* START *

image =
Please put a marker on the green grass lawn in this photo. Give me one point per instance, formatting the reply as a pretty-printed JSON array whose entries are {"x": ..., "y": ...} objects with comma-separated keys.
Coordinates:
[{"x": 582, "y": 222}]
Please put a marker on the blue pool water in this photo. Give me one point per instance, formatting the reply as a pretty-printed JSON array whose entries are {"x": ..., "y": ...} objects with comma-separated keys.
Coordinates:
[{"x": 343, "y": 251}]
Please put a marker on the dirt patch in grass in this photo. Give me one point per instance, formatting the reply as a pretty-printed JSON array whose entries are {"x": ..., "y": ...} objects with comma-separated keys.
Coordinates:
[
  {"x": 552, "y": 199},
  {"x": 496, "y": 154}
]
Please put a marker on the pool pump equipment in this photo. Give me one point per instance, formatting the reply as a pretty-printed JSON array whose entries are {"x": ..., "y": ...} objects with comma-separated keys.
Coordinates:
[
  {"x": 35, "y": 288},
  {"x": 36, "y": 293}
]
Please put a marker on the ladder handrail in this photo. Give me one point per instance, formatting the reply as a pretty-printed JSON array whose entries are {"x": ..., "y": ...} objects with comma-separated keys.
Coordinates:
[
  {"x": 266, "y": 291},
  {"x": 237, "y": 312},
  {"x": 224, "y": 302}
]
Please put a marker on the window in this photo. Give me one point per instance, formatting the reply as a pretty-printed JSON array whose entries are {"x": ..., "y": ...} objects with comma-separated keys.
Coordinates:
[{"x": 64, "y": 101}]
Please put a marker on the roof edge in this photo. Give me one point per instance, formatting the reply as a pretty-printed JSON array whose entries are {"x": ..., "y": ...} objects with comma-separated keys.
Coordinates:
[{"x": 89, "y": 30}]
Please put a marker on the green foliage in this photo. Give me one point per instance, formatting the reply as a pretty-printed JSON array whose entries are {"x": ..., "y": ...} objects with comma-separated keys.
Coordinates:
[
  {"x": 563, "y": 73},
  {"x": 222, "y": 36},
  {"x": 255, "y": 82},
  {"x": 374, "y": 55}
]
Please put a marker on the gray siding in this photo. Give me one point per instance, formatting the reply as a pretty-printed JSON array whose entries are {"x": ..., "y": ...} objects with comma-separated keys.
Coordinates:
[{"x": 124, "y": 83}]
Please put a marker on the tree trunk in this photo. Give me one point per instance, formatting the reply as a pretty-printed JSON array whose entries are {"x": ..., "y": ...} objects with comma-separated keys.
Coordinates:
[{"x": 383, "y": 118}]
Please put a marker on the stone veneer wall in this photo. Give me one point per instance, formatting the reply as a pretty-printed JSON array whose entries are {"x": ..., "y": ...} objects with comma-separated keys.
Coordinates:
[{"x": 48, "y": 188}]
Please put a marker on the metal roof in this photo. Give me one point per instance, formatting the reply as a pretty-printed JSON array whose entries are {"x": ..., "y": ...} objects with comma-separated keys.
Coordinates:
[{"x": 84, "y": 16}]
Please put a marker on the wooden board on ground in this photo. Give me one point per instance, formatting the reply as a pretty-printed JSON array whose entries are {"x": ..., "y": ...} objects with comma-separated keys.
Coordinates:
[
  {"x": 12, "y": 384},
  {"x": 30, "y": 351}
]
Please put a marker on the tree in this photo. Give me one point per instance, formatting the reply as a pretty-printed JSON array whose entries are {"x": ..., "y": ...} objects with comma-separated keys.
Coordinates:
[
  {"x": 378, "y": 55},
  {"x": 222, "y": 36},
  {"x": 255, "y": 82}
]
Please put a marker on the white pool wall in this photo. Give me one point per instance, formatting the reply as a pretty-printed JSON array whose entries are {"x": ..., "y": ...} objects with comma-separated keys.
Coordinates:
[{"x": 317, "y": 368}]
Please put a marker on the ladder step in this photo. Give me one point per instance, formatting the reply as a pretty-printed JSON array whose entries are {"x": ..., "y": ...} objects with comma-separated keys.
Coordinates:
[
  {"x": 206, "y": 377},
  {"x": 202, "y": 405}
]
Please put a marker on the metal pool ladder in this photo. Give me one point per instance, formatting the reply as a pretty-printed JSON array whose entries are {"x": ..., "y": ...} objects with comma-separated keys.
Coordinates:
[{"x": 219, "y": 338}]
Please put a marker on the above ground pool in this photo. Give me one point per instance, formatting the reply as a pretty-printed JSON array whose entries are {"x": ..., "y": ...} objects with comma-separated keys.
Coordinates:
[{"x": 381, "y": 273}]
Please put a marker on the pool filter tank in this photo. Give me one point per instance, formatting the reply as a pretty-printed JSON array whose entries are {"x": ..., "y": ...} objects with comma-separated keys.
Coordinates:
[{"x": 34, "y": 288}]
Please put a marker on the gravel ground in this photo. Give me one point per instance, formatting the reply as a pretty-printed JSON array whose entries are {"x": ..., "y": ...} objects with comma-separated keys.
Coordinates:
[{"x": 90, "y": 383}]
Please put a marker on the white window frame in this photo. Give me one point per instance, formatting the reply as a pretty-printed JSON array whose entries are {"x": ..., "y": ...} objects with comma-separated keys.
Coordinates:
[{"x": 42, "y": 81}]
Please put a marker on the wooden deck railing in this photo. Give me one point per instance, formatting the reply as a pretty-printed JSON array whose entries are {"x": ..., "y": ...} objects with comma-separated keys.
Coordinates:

* END *

▶ **Problem requirements**: Repeat exactly the lines from the line containing "Please put a marker on the gravel" through the end of the listing above; both boundary lines are part of the output.

▶ **Response**:
Please put a marker on the gravel ground in this photo. Give me one point per instance, formatting the reply as a pretty-printed JSON array whose entries are {"x": ..., "y": ...} objects with comma-separated keys.
Coordinates:
[{"x": 90, "y": 383}]
Please put a marker on the white window frame in this photo. Give me one point per instance, formatting the reply as a pretty-printed JSON array whose entries are {"x": ..., "y": ...} objects with comma-separated keys.
Coordinates:
[{"x": 42, "y": 81}]
Please put a marker on the wooden deck railing in this photo. Give me one point per instance, formatting the reply as a pretty-printed JSON array whose entries are {"x": ..., "y": ...} objects with comma-separated keys.
Coordinates:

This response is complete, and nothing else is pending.